- About this task: Update the listing below by changing every "rough mask" to "coarse mask" and leaving everything else as it stands.

::::

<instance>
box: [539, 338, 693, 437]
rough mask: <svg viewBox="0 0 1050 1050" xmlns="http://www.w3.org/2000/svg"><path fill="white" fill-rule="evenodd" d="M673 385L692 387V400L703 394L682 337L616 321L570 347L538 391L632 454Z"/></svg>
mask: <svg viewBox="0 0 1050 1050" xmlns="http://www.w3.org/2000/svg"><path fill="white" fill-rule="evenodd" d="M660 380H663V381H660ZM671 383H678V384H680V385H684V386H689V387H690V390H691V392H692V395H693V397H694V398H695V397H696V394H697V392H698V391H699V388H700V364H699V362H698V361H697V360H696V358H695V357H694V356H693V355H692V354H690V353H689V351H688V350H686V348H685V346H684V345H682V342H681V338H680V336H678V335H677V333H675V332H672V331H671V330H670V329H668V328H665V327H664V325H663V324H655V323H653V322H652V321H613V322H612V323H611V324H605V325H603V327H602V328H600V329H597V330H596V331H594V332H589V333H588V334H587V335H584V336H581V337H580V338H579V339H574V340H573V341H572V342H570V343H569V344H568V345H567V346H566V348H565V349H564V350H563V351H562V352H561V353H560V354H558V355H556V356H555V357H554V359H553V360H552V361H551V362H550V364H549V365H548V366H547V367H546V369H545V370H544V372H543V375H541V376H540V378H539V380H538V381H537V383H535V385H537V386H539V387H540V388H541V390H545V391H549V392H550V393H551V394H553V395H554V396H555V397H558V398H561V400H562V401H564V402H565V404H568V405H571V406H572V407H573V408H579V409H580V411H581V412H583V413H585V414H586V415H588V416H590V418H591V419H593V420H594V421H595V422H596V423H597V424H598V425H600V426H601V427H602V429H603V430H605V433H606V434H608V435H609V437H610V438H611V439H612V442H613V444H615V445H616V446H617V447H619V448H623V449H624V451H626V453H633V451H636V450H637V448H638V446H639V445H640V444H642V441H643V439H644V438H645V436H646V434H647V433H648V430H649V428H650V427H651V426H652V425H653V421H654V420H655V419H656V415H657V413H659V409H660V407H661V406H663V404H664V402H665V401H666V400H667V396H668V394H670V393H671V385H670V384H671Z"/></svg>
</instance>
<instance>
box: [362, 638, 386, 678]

::::

- Solution to this problem:
<instance>
box: [539, 338, 693, 437]
coarse mask: <svg viewBox="0 0 1050 1050" xmlns="http://www.w3.org/2000/svg"><path fill="white" fill-rule="evenodd" d="M673 385L692 387V400L703 394L682 337L616 321L570 347L538 391L632 454Z"/></svg>
mask: <svg viewBox="0 0 1050 1050" xmlns="http://www.w3.org/2000/svg"><path fill="white" fill-rule="evenodd" d="M660 380H663V381H660ZM671 383H678V384H680V385H684V386H689V387H690V390H691V392H692V395H693V397H694V398H695V397H696V394H697V392H698V391H699V388H700V364H699V362H698V361H697V360H696V358H695V357H694V356H693V355H692V354H690V353H689V351H688V350H686V348H685V346H684V345H682V342H681V338H680V336H678V335H677V333H675V332H672V331H671V330H670V329H668V328H665V327H664V325H663V324H655V323H653V322H652V321H613V322H612V323H611V324H605V325H603V327H602V328H600V329H597V330H596V331H594V332H589V333H588V334H587V335H584V336H581V337H580V338H579V339H574V340H573V341H572V342H570V343H569V344H568V345H567V346H566V348H565V349H564V350H563V351H562V352H561V353H560V354H558V355H556V356H555V357H554V359H553V360H552V361H551V362H550V364H549V365H548V366H547V367H546V369H545V370H544V372H543V375H541V376H540V378H539V380H538V381H537V383H535V385H537V386H539V387H540V388H541V390H545V391H549V392H550V393H551V394H553V395H554V396H555V397H558V398H561V400H562V401H564V402H565V404H568V405H571V406H572V407H573V408H579V409H580V411H581V412H583V413H585V414H586V415H588V416H590V418H591V419H593V420H594V421H595V422H596V423H597V424H598V425H600V426H601V427H602V429H603V430H605V433H606V434H608V435H609V437H610V438H611V439H612V442H613V444H615V445H616V446H617V447H619V448H623V449H624V451H626V453H633V451H636V450H637V448H638V446H639V445H640V444H642V441H643V439H644V438H645V436H646V434H647V433H648V430H649V428H650V427H651V426H652V425H653V421H654V420H655V419H656V415H657V413H659V409H660V407H661V406H663V404H664V402H665V401H666V400H667V396H668V394H670V393H671V385H670V384H671Z"/></svg>
</instance>
<instance>
box: [362, 638, 386, 678]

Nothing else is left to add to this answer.